▶ _What you will do_: Repeat, exactly and completely, the entries shown underneath.

··· Material provided

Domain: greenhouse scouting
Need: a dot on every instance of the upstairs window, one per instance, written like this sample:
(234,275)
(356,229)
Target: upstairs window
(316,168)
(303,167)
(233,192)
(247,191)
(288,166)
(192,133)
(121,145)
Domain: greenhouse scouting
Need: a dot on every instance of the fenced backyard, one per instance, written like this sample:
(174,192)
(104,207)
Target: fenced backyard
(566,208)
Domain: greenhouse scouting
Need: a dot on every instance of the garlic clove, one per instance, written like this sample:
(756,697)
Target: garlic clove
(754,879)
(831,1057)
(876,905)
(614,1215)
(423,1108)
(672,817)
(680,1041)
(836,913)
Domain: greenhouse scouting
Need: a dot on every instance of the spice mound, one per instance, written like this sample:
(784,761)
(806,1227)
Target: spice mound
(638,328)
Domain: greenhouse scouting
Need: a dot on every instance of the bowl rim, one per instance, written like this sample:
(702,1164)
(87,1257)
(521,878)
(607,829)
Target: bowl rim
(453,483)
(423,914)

······

▶ _Exercise solution_:
Domain: greenhouse scouting
Need: a dot on every instance of the upstairs window, one per instance, written like this sample:
(234,275)
(356,229)
Target: upstairs window
(316,168)
(303,167)
(233,192)
(247,191)
(288,166)
(192,133)
(121,145)
Domain: greenhouse scouting
Need: a dot on every instance of the fenced backyard, one per instance, written like this sample:
(174,192)
(104,207)
Target: fenced backyard
(566,208)
Domain: greenhouse scouting
Need: a dot on every instance of the garlic clove, one per instance, written like this sample:
(756,697)
Target: garlic clove
(754,879)
(831,1057)
(876,905)
(614,1215)
(423,1108)
(672,817)
(680,1041)
(836,913)
Domain: greenhouse scouting
Need: a dot on every instance of the spice mound, one per instance, written like this sample:
(784,761)
(806,1227)
Target: spice mound
(638,328)
Domain: greenhouse scouting
Need: a dot on every instance of the bowl rim, one per instance, written like this sample:
(702,1164)
(87,1257)
(521,878)
(607,829)
Target: bowl rim
(453,483)
(423,914)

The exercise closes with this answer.